# Extracted entries start
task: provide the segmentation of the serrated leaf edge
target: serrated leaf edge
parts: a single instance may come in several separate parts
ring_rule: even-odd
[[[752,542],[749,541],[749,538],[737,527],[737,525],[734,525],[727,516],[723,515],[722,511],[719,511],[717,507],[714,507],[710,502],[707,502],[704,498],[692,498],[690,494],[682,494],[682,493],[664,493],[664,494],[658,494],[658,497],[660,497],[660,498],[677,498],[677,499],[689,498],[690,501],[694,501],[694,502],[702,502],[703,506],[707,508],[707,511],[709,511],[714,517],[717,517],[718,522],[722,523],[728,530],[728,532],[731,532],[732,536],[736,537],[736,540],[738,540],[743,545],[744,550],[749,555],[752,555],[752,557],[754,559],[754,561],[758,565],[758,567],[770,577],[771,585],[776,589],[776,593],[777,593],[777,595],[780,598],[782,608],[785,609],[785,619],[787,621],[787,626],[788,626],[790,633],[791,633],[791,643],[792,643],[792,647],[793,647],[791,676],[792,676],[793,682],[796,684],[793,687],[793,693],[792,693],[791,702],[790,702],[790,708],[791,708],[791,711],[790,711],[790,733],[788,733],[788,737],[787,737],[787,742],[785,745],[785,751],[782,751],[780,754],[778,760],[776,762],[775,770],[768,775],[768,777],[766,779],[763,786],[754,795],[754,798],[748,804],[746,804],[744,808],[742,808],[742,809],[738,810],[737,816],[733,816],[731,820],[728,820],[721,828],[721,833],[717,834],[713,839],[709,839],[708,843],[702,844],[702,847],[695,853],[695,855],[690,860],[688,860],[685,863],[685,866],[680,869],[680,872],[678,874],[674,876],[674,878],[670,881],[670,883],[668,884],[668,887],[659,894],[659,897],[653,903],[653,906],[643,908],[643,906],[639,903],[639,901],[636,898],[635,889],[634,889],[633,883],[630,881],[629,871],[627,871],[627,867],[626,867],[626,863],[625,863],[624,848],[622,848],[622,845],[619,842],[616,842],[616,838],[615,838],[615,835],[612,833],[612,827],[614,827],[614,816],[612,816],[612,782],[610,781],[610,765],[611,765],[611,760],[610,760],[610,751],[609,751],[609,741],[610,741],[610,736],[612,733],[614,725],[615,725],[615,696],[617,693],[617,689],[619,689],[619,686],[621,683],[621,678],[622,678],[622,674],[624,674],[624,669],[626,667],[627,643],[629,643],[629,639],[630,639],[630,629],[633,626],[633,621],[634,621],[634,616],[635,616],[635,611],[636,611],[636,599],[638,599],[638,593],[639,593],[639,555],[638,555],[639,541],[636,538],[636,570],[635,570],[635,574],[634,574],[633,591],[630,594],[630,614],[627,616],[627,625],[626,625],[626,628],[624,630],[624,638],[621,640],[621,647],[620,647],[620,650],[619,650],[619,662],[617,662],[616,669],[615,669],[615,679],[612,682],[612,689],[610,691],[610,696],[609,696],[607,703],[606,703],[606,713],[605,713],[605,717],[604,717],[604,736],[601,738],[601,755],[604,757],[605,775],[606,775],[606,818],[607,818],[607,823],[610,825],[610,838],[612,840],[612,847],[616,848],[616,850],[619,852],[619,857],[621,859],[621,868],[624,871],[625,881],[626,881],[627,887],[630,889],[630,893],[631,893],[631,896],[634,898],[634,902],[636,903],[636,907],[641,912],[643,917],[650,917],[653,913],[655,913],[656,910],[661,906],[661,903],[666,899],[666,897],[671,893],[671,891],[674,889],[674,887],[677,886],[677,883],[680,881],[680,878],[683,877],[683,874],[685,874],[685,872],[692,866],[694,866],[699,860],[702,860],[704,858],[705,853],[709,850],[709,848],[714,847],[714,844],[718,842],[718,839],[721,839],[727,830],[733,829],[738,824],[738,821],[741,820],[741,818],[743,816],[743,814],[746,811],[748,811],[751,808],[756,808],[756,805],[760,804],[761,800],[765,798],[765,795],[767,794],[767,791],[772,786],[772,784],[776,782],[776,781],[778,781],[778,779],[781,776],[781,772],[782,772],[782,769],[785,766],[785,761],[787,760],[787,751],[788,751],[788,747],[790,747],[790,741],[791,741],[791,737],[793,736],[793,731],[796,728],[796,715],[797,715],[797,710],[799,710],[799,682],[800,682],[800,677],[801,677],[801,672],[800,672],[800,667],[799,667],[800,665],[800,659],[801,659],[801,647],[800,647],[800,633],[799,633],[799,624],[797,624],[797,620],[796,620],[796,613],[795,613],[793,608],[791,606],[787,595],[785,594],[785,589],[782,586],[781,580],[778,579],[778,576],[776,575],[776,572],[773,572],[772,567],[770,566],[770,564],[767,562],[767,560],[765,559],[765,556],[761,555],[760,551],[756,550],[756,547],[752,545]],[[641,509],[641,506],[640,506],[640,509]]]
# Extracted entries end
▶ _Exercise brief_:
Please write out all of the data above again, line for line and character for character.

▶ _Solution to this exercise_:
task: provide the segmentation of the serrated leaf edge
target: serrated leaf edge
parts: a single instance may come in several separate parts
ring_rule: even-odd
[[[752,542],[749,541],[749,538],[737,527],[737,525],[734,525],[727,516],[723,515],[722,511],[719,511],[717,507],[714,507],[710,502],[707,502],[704,498],[692,498],[690,494],[682,494],[682,493],[664,493],[664,494],[658,494],[658,497],[660,497],[660,498],[677,498],[677,499],[689,498],[690,501],[694,501],[694,502],[702,502],[703,506],[707,508],[707,511],[709,511],[714,517],[717,517],[718,522],[722,523],[728,530],[728,532],[731,532],[732,536],[736,537],[736,540],[738,540],[743,545],[744,550],[749,555],[752,555],[752,557],[754,559],[754,561],[758,565],[758,567],[770,577],[771,585],[776,589],[776,593],[777,593],[777,595],[780,598],[782,608],[785,609],[785,619],[787,621],[787,626],[788,626],[790,633],[791,633],[791,643],[792,643],[792,647],[793,647],[791,676],[792,676],[793,682],[796,684],[793,687],[793,693],[792,693],[791,702],[790,702],[790,708],[791,708],[791,711],[790,711],[790,733],[788,733],[788,737],[787,737],[787,742],[785,745],[785,751],[782,751],[780,754],[778,760],[776,762],[775,770],[768,775],[768,777],[766,779],[763,786],[754,795],[754,798],[748,804],[746,804],[744,808],[742,808],[742,809],[738,810],[737,816],[733,816],[731,820],[728,820],[721,828],[721,833],[717,834],[713,839],[709,839],[708,843],[702,844],[702,847],[695,853],[695,855],[690,860],[688,860],[685,863],[685,866],[680,869],[680,872],[678,874],[674,876],[674,878],[670,881],[670,883],[668,884],[668,887],[659,894],[659,897],[653,903],[653,906],[643,908],[643,906],[639,903],[639,901],[636,898],[635,889],[634,889],[633,883],[630,881],[629,871],[627,871],[627,867],[626,867],[626,863],[625,863],[624,848],[622,848],[622,845],[619,842],[616,842],[616,838],[615,838],[615,835],[612,833],[612,827],[614,827],[614,816],[612,816],[612,782],[610,781],[610,765],[611,765],[611,760],[610,760],[610,751],[609,751],[609,741],[610,741],[610,736],[612,733],[614,725],[615,725],[615,696],[617,693],[617,689],[619,689],[619,686],[621,683],[621,678],[622,678],[622,674],[624,674],[624,669],[626,667],[627,643],[629,643],[629,639],[630,639],[630,629],[633,626],[633,621],[634,621],[634,616],[635,616],[635,611],[636,611],[636,599],[638,599],[638,593],[639,593],[639,555],[638,555],[639,541],[636,538],[636,570],[635,570],[635,574],[634,574],[633,591],[630,594],[630,614],[627,616],[627,625],[626,625],[626,628],[624,630],[624,638],[621,640],[621,647],[620,647],[620,650],[619,650],[619,662],[617,662],[616,669],[615,669],[615,679],[612,682],[612,689],[610,691],[610,696],[609,696],[607,703],[606,703],[606,713],[605,713],[605,717],[604,717],[604,736],[601,738],[601,755],[604,757],[605,775],[606,775],[606,818],[607,818],[607,823],[610,825],[610,838],[612,840],[612,847],[616,848],[616,850],[619,852],[619,857],[621,859],[621,868],[624,871],[625,881],[626,881],[627,887],[630,889],[630,893],[631,893],[631,896],[634,898],[634,902],[636,903],[636,907],[641,912],[643,917],[650,917],[653,913],[655,913],[656,910],[661,906],[661,903],[666,899],[666,897],[671,893],[671,891],[674,889],[674,887],[677,886],[677,883],[680,881],[680,878],[683,877],[683,874],[685,874],[685,872],[692,866],[694,866],[699,860],[702,860],[704,858],[705,853],[709,850],[709,848],[714,847],[714,844],[718,842],[718,839],[721,839],[727,830],[733,829],[738,824],[738,821],[741,820],[741,818],[743,816],[743,814],[746,811],[748,811],[751,808],[756,808],[756,805],[760,804],[761,800],[765,798],[765,795],[767,794],[767,791],[772,786],[772,784],[776,782],[776,781],[778,781],[778,779],[781,776],[781,772],[782,772],[782,769],[785,766],[785,761],[787,760],[787,751],[788,751],[788,747],[790,747],[790,741],[791,741],[791,737],[793,736],[793,731],[796,728],[796,715],[797,715],[797,710],[799,710],[799,682],[800,682],[800,677],[801,677],[801,672],[800,672],[800,667],[799,667],[800,665],[800,659],[801,659],[801,647],[800,647],[800,633],[799,633],[799,624],[797,624],[797,620],[796,620],[796,613],[795,613],[793,608],[791,606],[787,595],[785,594],[785,589],[782,586],[781,580],[778,579],[778,576],[776,575],[776,572],[773,572],[772,567],[770,566],[770,564],[767,562],[767,560],[765,559],[765,556],[761,555],[760,551],[756,550],[756,547],[752,545]],[[641,509],[641,506],[640,506],[640,509]]]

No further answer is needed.